* Aim
All the data should come back exactly as it was given.

* Given data
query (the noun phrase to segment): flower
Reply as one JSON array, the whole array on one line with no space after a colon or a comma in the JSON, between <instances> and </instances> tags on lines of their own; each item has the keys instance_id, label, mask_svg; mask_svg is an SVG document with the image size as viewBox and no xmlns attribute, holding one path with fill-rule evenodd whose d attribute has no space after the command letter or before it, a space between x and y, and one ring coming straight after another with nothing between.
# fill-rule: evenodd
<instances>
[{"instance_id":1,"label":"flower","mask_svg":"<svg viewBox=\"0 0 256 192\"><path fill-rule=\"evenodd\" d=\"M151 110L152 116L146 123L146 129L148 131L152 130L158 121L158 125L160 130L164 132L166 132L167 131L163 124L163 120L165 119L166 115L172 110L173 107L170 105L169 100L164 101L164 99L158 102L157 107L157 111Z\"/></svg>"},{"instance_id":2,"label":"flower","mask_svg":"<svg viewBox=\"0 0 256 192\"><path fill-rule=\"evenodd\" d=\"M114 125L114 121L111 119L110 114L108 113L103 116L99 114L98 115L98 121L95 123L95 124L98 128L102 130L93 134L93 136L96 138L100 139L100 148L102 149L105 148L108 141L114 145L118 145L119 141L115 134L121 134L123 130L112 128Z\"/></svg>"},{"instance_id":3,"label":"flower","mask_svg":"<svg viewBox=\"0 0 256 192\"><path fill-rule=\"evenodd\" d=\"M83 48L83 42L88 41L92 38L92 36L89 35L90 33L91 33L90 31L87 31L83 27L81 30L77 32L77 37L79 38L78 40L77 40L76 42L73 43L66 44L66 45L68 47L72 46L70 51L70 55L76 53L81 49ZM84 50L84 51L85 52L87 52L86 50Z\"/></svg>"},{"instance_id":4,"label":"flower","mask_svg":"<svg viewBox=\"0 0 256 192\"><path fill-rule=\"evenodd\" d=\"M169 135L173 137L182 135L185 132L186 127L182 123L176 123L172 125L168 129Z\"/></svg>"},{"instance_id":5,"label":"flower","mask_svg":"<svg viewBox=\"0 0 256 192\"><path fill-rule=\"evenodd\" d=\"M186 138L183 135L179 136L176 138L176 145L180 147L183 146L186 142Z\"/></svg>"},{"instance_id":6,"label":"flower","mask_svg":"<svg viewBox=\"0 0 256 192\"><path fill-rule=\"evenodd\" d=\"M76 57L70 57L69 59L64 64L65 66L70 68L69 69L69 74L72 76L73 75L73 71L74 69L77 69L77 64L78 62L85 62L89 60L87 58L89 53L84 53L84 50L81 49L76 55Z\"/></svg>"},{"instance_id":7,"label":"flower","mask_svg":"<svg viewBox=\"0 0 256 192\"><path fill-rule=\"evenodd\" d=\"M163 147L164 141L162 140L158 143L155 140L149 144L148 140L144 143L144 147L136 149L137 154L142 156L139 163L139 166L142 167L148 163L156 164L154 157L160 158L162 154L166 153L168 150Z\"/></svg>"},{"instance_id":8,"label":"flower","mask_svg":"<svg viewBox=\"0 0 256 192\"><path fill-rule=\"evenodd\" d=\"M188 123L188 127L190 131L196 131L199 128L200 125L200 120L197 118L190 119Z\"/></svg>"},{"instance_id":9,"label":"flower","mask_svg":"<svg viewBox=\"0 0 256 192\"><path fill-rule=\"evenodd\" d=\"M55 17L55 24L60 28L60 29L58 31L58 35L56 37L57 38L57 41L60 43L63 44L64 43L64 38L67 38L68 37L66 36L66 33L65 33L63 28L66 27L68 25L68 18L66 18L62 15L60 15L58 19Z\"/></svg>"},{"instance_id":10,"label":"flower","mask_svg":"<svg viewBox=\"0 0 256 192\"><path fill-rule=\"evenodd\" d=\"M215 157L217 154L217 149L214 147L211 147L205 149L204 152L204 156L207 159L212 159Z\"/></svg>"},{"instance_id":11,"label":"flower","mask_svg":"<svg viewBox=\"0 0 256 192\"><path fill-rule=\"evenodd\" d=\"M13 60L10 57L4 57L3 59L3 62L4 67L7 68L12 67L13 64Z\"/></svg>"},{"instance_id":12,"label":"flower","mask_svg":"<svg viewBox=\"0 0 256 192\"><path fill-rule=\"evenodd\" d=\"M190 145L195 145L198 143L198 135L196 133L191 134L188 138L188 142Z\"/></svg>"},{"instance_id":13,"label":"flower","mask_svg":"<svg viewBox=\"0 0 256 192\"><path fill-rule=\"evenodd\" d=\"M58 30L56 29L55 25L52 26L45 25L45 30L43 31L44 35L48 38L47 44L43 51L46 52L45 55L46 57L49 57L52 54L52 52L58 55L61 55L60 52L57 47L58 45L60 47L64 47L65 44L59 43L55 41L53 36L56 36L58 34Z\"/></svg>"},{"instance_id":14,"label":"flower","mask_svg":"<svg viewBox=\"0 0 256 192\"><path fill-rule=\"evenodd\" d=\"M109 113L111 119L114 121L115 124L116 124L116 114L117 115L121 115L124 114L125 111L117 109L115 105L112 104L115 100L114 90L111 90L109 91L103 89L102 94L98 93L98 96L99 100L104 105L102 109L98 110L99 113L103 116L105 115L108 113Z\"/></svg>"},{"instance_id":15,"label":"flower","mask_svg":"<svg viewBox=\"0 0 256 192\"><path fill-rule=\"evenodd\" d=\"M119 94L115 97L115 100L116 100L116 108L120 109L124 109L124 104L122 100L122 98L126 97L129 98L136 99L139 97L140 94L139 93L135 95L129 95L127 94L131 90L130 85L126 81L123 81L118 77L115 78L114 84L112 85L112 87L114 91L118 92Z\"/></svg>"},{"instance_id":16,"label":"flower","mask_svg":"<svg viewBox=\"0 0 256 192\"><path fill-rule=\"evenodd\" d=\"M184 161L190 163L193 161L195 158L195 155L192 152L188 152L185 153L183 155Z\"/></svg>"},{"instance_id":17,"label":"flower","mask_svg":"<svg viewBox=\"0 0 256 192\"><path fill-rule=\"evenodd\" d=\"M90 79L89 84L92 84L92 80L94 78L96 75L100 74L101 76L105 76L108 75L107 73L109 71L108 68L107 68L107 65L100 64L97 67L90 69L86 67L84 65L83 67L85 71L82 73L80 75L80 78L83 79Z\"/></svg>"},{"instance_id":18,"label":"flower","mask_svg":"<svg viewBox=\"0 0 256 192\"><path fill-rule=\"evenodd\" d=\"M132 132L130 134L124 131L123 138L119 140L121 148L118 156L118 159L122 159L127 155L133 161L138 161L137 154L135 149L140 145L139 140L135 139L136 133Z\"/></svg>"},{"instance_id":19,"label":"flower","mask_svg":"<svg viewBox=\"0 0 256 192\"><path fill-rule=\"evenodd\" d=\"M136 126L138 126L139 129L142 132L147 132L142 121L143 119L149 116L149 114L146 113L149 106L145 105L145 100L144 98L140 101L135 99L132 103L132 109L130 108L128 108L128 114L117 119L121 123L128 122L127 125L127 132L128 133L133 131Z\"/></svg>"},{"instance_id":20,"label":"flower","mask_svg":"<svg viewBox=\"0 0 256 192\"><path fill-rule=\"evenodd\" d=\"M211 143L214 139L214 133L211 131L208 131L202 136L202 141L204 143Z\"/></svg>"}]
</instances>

* Solution
query (the noun phrase to segment): flower
Reply as one JSON array, the whole array on one line with no space after a colon or a comma in the JSON, between <instances> and </instances> tags on lines of their own; each item has the keys instance_id, label, mask_svg; mask_svg is an SVG document with the image size as viewBox and no xmlns attribute, holding one path with fill-rule evenodd whose d attribute has no space after the command letter or before it, a space between x and y, and one ring coming straight after another with nothing between.
# fill-rule: evenodd
<instances>
[{"instance_id":1,"label":"flower","mask_svg":"<svg viewBox=\"0 0 256 192\"><path fill-rule=\"evenodd\" d=\"M151 110L152 116L146 123L146 129L148 131L152 130L158 121L158 125L160 130L164 132L166 132L167 131L163 124L163 120L165 119L166 115L172 110L173 107L170 105L169 100L164 101L164 99L158 102L157 107L157 111Z\"/></svg>"},{"instance_id":2,"label":"flower","mask_svg":"<svg viewBox=\"0 0 256 192\"><path fill-rule=\"evenodd\" d=\"M114 125L114 121L111 119L110 114L108 113L103 116L99 114L98 115L98 121L95 123L95 124L98 128L102 130L93 134L93 136L96 138L100 139L100 148L102 149L105 148L108 141L114 145L118 145L119 141L115 134L121 134L123 130L112 128Z\"/></svg>"},{"instance_id":3,"label":"flower","mask_svg":"<svg viewBox=\"0 0 256 192\"><path fill-rule=\"evenodd\" d=\"M83 48L83 42L88 41L92 38L92 36L89 35L90 33L91 33L90 31L87 31L83 27L81 30L77 32L77 37L79 38L78 40L77 40L76 42L73 43L66 44L66 45L68 47L72 46L70 51L70 55L76 53L81 49ZM84 50L84 51L85 52L87 52L86 50Z\"/></svg>"},{"instance_id":4,"label":"flower","mask_svg":"<svg viewBox=\"0 0 256 192\"><path fill-rule=\"evenodd\" d=\"M169 135L173 137L182 135L185 132L186 127L182 123L176 123L172 125L168 129Z\"/></svg>"},{"instance_id":5,"label":"flower","mask_svg":"<svg viewBox=\"0 0 256 192\"><path fill-rule=\"evenodd\" d=\"M186 138L183 135L179 136L176 138L176 145L180 147L183 146L186 142Z\"/></svg>"},{"instance_id":6,"label":"flower","mask_svg":"<svg viewBox=\"0 0 256 192\"><path fill-rule=\"evenodd\" d=\"M76 57L70 57L69 59L64 64L65 66L70 68L69 69L69 74L72 76L73 75L73 71L74 69L77 69L77 64L78 62L85 62L89 60L87 58L89 53L84 53L84 50L81 49L76 55Z\"/></svg>"},{"instance_id":7,"label":"flower","mask_svg":"<svg viewBox=\"0 0 256 192\"><path fill-rule=\"evenodd\" d=\"M163 147L164 141L162 140L158 143L155 140L149 144L148 140L144 143L144 147L136 149L137 154L142 156L139 163L139 166L142 167L148 163L156 164L154 157L160 158L162 154L166 153L168 150Z\"/></svg>"},{"instance_id":8,"label":"flower","mask_svg":"<svg viewBox=\"0 0 256 192\"><path fill-rule=\"evenodd\" d=\"M188 123L188 127L190 131L196 131L199 128L200 125L200 120L197 118L190 119Z\"/></svg>"},{"instance_id":9,"label":"flower","mask_svg":"<svg viewBox=\"0 0 256 192\"><path fill-rule=\"evenodd\" d=\"M55 17L55 24L60 28L60 29L58 31L58 35L56 37L57 38L57 41L60 43L63 44L64 43L64 38L67 38L68 37L66 36L66 33L65 33L63 28L66 27L68 25L68 18L66 18L62 15L60 15L58 19Z\"/></svg>"},{"instance_id":10,"label":"flower","mask_svg":"<svg viewBox=\"0 0 256 192\"><path fill-rule=\"evenodd\" d=\"M215 157L217 154L217 149L214 147L211 147L205 149L204 152L204 156L207 159L212 159Z\"/></svg>"},{"instance_id":11,"label":"flower","mask_svg":"<svg viewBox=\"0 0 256 192\"><path fill-rule=\"evenodd\" d=\"M13 60L10 57L4 57L3 59L3 62L4 67L7 68L12 67L13 64Z\"/></svg>"},{"instance_id":12,"label":"flower","mask_svg":"<svg viewBox=\"0 0 256 192\"><path fill-rule=\"evenodd\" d=\"M190 145L195 145L198 143L198 135L196 133L191 134L188 138L188 142Z\"/></svg>"},{"instance_id":13,"label":"flower","mask_svg":"<svg viewBox=\"0 0 256 192\"><path fill-rule=\"evenodd\" d=\"M58 30L56 29L55 25L52 26L45 25L45 30L43 31L44 35L48 38L47 44L43 51L46 52L45 55L46 57L49 57L52 54L52 52L58 55L61 55L60 52L57 47L58 45L60 47L64 47L65 44L59 43L55 41L53 36L56 36L58 34Z\"/></svg>"},{"instance_id":14,"label":"flower","mask_svg":"<svg viewBox=\"0 0 256 192\"><path fill-rule=\"evenodd\" d=\"M109 113L111 119L114 121L115 124L116 124L116 114L117 115L121 115L124 114L125 111L117 109L115 105L112 104L115 100L114 90L111 90L109 91L103 89L102 94L98 93L98 96L99 100L104 105L102 109L98 110L99 113L103 116L105 115L108 113Z\"/></svg>"},{"instance_id":15,"label":"flower","mask_svg":"<svg viewBox=\"0 0 256 192\"><path fill-rule=\"evenodd\" d=\"M119 94L115 97L115 100L116 100L116 108L120 109L124 109L124 104L122 100L122 98L126 97L129 98L136 99L139 97L140 94L139 93L135 95L129 95L127 94L131 90L130 85L126 81L123 81L118 77L115 78L114 84L112 85L112 87L114 91L118 92Z\"/></svg>"},{"instance_id":16,"label":"flower","mask_svg":"<svg viewBox=\"0 0 256 192\"><path fill-rule=\"evenodd\" d=\"M184 161L190 163L193 161L195 158L195 155L192 152L188 152L185 153L183 155Z\"/></svg>"},{"instance_id":17,"label":"flower","mask_svg":"<svg viewBox=\"0 0 256 192\"><path fill-rule=\"evenodd\" d=\"M90 79L89 84L92 84L92 80L94 78L96 75L100 74L101 76L105 76L108 75L107 73L109 71L108 68L107 68L107 65L100 64L97 67L90 69L86 67L84 65L83 67L85 71L82 73L80 75L80 78L83 79Z\"/></svg>"},{"instance_id":18,"label":"flower","mask_svg":"<svg viewBox=\"0 0 256 192\"><path fill-rule=\"evenodd\" d=\"M132 132L130 134L124 131L123 138L119 140L121 148L118 156L118 159L122 159L127 155L133 161L138 161L137 154L135 149L140 145L139 140L135 139L136 133Z\"/></svg>"},{"instance_id":19,"label":"flower","mask_svg":"<svg viewBox=\"0 0 256 192\"><path fill-rule=\"evenodd\" d=\"M136 126L138 126L139 129L142 132L147 132L142 121L143 119L149 116L149 114L146 113L149 106L145 105L145 100L144 98L140 101L135 99L132 103L132 109L130 108L128 108L128 114L117 119L121 123L128 122L127 125L127 132L128 133L133 131Z\"/></svg>"},{"instance_id":20,"label":"flower","mask_svg":"<svg viewBox=\"0 0 256 192\"><path fill-rule=\"evenodd\" d=\"M211 143L214 139L214 133L211 131L208 131L202 136L202 141L204 143Z\"/></svg>"}]
</instances>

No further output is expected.